Problem details
Please pick out every line in the material below that contains the word "metal", and copy each one.

'''

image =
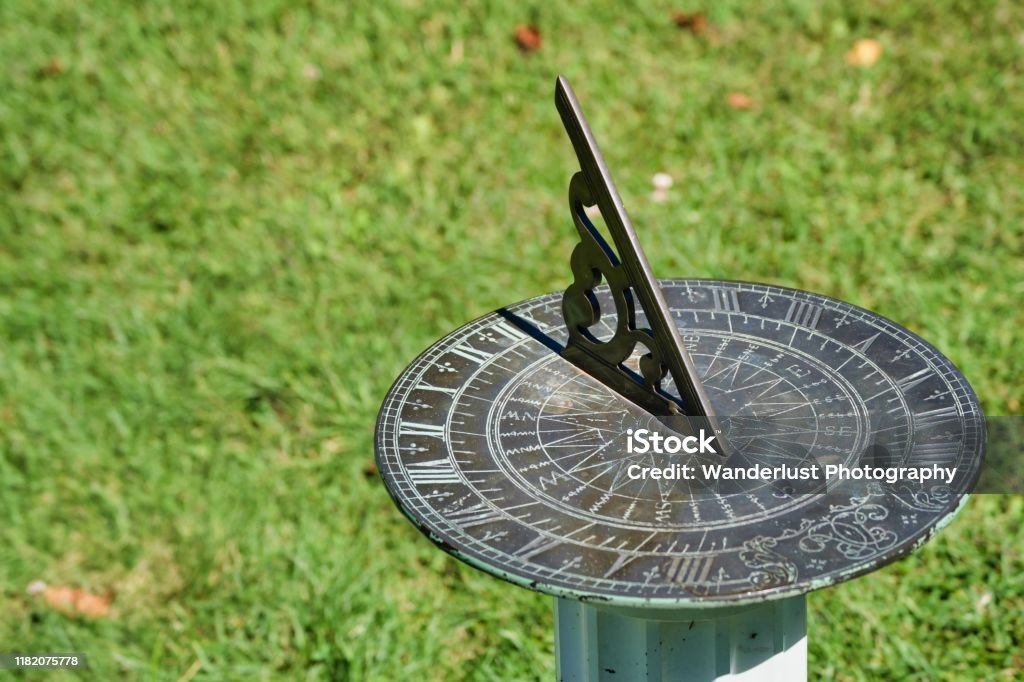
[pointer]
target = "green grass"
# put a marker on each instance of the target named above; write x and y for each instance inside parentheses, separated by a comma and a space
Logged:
(223, 231)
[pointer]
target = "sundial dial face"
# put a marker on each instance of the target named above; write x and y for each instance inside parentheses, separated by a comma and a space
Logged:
(510, 442)
(515, 460)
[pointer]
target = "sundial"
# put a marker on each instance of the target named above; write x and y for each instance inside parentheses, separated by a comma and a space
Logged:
(523, 444)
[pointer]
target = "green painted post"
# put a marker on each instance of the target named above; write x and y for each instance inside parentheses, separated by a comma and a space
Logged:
(766, 642)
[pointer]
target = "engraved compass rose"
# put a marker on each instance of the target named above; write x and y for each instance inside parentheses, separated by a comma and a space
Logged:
(506, 441)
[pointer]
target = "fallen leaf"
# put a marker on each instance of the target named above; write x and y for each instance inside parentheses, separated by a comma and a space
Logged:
(739, 100)
(74, 601)
(662, 180)
(528, 38)
(864, 52)
(695, 23)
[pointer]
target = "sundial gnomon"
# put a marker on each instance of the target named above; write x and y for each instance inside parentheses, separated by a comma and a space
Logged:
(506, 440)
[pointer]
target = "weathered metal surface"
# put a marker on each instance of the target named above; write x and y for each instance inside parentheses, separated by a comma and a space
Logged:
(515, 460)
(629, 272)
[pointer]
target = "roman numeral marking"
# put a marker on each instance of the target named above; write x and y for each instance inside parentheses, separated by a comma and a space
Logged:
(434, 471)
(476, 515)
(424, 386)
(471, 353)
(725, 300)
(412, 428)
(911, 380)
(804, 313)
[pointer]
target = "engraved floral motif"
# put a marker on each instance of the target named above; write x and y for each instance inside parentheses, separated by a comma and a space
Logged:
(849, 529)
(771, 568)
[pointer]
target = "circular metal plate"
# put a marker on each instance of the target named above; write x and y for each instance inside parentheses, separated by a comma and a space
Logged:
(512, 459)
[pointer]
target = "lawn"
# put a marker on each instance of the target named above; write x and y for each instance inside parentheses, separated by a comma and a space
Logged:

'''

Exercise result
target = "weathered metal surface"
target = "circular metal plate"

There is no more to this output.